§ **What the task asks**: Quote the passage of the European shares report from "Factories across the" to "of a recession.".

(Reuters) - European shares were subdued on Monday ahead of a slew of manufacturing activity data, as disappointing Chinese economic data fanned worries about a global economic slowdown offsetting a jump in banks after HSBC's strong results.
By Bansari Mayur Kamdar and Anisha Sircar
(Reuters) – European shares edged down on Monday, dragged lower by energy stocks amid fears of a global economic slowdown fanned by disappointing Chinese economic data and figures showing contraction in euro zone manufacturing activity.
The pan-European STOXX 600 slipped 0.1% after a choppy trading day, reversing slim earlier gains.
Factories across the United States, Europe and Asia struggled for momentum in July as flagging global demand and China’s COVID-19 restrictions slowed production, surveys showed, fanning fears of a recession.
Energy stocks shed 1.5%, snapping six straight days of gains, as crude prices dropped sharply after the weak factory data renewed demand concerns. [O/R]
Meanwhile, euro zone unemployment was steady at 6.6% of the workforce in June, the European Union’s statistics office said, in line with market expectations.

§ **Data section**:

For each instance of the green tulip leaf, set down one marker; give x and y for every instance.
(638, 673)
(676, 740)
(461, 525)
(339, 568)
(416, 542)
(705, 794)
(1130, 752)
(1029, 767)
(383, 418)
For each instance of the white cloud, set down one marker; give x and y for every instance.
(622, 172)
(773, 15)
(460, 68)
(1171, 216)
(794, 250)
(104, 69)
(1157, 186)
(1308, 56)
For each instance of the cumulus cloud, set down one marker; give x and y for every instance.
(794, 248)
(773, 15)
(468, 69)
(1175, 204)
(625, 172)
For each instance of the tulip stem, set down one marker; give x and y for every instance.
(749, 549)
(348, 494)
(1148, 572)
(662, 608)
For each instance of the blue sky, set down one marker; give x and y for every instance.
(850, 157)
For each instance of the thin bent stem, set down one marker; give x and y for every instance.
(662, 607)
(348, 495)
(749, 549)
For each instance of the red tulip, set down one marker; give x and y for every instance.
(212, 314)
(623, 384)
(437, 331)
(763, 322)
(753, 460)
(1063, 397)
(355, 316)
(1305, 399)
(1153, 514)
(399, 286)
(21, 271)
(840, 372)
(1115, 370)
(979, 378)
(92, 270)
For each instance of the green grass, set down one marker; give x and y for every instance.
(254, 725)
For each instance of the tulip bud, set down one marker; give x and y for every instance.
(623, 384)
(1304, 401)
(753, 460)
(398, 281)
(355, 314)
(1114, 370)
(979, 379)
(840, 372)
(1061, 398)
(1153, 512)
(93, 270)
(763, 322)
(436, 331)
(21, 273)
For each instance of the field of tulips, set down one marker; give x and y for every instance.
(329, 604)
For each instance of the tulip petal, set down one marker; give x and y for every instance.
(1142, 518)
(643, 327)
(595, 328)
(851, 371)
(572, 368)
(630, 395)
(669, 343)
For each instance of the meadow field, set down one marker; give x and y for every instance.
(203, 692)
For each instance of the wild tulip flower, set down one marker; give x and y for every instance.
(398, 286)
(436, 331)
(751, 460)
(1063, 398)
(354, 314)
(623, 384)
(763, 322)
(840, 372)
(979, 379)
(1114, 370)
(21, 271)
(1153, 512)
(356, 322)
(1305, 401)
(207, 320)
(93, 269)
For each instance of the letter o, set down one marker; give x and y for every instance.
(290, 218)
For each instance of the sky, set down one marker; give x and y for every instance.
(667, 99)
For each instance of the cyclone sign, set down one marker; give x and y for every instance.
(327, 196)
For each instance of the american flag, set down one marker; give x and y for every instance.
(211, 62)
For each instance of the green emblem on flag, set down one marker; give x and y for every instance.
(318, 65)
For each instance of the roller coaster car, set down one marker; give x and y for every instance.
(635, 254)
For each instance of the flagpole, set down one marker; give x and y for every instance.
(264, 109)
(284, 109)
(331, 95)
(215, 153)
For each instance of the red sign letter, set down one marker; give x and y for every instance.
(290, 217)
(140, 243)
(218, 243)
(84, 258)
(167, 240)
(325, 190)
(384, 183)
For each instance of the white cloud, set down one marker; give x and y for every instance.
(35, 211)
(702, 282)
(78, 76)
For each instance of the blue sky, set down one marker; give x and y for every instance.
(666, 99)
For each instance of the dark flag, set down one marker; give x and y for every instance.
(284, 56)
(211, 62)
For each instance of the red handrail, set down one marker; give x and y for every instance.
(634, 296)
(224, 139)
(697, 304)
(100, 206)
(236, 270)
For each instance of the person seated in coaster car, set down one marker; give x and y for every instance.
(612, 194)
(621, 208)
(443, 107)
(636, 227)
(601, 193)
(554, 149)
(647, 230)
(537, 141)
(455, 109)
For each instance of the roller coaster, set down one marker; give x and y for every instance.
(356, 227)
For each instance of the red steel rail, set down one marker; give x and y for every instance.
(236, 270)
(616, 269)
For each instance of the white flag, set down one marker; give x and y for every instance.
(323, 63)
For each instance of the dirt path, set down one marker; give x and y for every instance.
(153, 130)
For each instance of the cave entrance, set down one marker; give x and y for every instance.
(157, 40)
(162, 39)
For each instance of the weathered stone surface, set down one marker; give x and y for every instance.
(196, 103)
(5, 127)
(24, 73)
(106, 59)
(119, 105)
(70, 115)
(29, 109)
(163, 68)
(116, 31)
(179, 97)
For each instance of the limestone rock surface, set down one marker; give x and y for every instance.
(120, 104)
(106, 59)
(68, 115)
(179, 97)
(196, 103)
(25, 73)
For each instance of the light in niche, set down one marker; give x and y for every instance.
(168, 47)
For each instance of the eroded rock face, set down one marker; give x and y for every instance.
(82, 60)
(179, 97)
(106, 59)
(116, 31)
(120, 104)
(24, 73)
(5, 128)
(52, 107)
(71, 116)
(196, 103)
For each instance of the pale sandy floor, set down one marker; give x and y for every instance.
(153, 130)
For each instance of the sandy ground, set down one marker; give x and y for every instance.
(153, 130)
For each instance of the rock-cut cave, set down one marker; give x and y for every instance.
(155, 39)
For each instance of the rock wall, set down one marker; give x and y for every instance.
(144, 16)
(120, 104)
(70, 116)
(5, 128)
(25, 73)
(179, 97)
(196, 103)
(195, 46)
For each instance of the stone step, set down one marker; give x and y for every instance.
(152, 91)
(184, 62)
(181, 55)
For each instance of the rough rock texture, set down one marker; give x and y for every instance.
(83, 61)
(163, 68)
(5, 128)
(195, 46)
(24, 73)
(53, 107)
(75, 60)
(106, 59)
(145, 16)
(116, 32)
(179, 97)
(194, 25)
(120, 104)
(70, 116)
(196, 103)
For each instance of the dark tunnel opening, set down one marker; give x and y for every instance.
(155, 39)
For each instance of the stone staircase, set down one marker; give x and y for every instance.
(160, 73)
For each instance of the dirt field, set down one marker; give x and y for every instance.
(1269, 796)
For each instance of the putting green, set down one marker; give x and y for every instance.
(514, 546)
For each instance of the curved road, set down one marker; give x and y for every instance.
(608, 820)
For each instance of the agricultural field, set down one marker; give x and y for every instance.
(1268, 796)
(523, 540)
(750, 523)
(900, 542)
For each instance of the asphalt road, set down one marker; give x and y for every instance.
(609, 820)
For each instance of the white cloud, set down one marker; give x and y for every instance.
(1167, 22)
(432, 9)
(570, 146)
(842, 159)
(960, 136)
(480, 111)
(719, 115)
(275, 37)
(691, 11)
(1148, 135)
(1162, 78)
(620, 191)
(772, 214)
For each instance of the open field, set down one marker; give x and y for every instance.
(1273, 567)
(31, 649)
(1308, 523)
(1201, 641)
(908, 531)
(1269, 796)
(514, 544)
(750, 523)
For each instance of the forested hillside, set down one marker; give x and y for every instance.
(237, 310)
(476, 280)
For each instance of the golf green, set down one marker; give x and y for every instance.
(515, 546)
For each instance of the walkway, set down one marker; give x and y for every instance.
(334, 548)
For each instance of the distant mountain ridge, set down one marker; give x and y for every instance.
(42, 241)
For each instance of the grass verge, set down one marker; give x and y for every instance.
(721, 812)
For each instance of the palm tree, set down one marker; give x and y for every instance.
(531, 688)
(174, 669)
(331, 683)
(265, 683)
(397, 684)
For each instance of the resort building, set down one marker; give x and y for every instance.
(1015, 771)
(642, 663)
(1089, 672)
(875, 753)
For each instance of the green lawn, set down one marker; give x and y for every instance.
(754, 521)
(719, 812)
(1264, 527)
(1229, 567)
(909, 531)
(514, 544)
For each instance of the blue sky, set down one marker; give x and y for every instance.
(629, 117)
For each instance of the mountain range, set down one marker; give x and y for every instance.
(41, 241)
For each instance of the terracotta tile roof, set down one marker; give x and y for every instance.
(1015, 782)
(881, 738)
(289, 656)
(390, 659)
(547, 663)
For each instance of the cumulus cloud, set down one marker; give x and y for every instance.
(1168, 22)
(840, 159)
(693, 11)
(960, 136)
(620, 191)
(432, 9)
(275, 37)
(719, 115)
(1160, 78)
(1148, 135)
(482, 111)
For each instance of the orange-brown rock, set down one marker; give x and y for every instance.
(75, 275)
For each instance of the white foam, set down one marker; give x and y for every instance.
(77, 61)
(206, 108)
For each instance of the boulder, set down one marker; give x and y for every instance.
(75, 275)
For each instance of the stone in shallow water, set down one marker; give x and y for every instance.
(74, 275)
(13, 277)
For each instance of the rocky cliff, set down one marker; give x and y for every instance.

§ **Response area**:
Factories across the United States, Europe and Asia struggled for momentum in July as flagging global demand and China’s COVID-19 restrictions slowed production, surveys showed, fanning fears of a recession.